-- Start SUPPLIED TEXT --
Hayek was not alone in predicting the coming phenomenon of crypto in the 1980s. The Crypto Anarchist Manifesto of 1988 also called it way beforehand. As did American economist Milton Friedman in 1999:
The one thing that’s missing, but that will soon be developed, it’s a reliable e-cash. A method where buying on the Internet you can transfer funds from A to B, without A knowing B or B knowing A. The way in which I can take a 20 dollar bill and hand it over to you and there’s no record of where it came from. And you may get that without knowing who I am. That kind of thing will develop on the Internet.
The common thread among these striking predictions is, of course, the internet. Many thought it was crazy back in the early and mid-90s to talk of “working online” or “online shopping.” To try and imagine a permissionless future currency not regulated by the government would have been beyond the pale for most. And yet, bitcoin is here. They were right.
The Keynesian/Austrian Clash
Hayek was a key thinker and innovator of the Austrian school of economics. The Austrian system is a classic economic model in which government interference in the free market is undesired and viewed as harmful and illogical. The conflicting viewpoint and economic model which holds sway today, the Keynesian system, submits that governments must be actively involved in economies via centralized regulation and force-backed implementation of monetary policy.
While the view of almost all modern nation states is that interest rates must be set via policy—this would, in fact, be defined as a form of policing—adherents to the Austrian School view the market as an organic entity functioning by its own natural rules. Boom and bust cycles in business, and things like stock market crashes are the natural consequence of artificially instituted credit bubbles.
The Knowledge Problem
Friedrich Hayek’s most important contribution to the Austrian school, arguably, is the concept known as the knowledge problem, or the “local knowledge problem.” A kind of derivative and extension of fellow Austrian School thinker Ludwig von Mises’ economic calculation problem, the knowledge problem deals with the fundamental dysfunction of central planning. In his 1945 work “The Use of Knowledge” Hayek states:
…the knowledge of the particular circumstances of time and place. It is with respect to this that practically every individual has some advantage over all others because he possesses unique information of which beneficial use might be made, but of which use can be made only if the decisions depending on it are left to him or are made with his active cooperation.
-- End SUPPLIED TEXT --
-- Start PROVIDED MATERIAL --
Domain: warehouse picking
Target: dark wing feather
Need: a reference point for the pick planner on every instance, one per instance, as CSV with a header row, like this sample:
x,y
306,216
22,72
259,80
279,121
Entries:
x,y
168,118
-- End PROVIDED MATERIAL --
**EXERCISE SET**:
1) From the listing, pull out each line that contains the string "like".
2) Pick up the passage on Hayek and the Austrian school after its final sentence and continue it.

**THE RESULTS**:
1)
Need: a reference point for the pick planner on every instance, one per instance, as CSV with a header row, like this sample:

2)
In this sense, centralized economic planning is doomed to fail. Whereas aggregated data, stats, and relatively “stable” numbers may present one picture, these are the effects of individual market actors and their demonstrated preferences, and not central planning. That is to say, relative stability is achieved as a byproduct of individual, independent, atomized market signals. This in spite — and not because — of central planning.
Individual Nodes in a Free Market ‘Blockchain’
Unique, diverse knowledge possessed by each individual market actor (i.e. “The factory is out of nails, I must replace them” or “I could invent this great device, if only I had more affordable access to that specific resource”) cannot be processed, understood, or adequately detected by a synthetic, centrally regulated entity according to Austrian school thinking.
Supply and demand cannot be “felt” accurately. Thus, huge boom and bust cycles are seen, and are considered relatively stable when in fact this is a kind of ex post facto approach to the data. In a very real sense, Austrian economic theory advocates decentralized, “permissionless” networks of nodes (autonomous market actors) much like bitcoin and the decentralized network of actors on the blockchain.
1984’s Non-Dystopian Prognosis
Though Keynesian policy currently holds sway, many take issue with the fact that prescribed government interference and assistance seems so often to take the form of disruptive market corrections. Hayek viewed economic cycles as signals that an organic adjustment was in progress. Much like a headache can signal dehydration or stress in the body, decreased demand and less spending signal hesitance on the part of market actors, and a call to readjust and recalibrate according to fresh, real-time market signals.
As witnessed with the mega bank bailouts of recent times, however, this Austrian “bitter pill” is not really allowed to function. Instead, Keynesian economists create more credit (and debt which taxpayers must ultimately hold) to save bad actors and institutions that would have failed otherwise. The predictions of Hayek, Mises, Friedman, and their fellows stand in stark contrast to those of noted, award-winning Keynesians.
Keynesian Predictions
Mises predicted the now-witnessed collapse of major socialist states choosing to ignore the economic calculation problem in modern times. Hayek and Friedman predicted — among other things — the advent of cryptocurrency. As for John Maynard Keynes, father of the Keynesian School, he predicted a 15-hour workweek back in 1930, as automation and a prevalence of riches would make toil unnecessary:
But beyond this, we shall endeavour to spread the bread thin on the butter-to make what work there is still to be done to be as widely shared as possible. Three-hour shifts or a fifteen-hour week may put off the problem for a great while. For three hours a day is quite enough to satisfy the old Adam in most of us!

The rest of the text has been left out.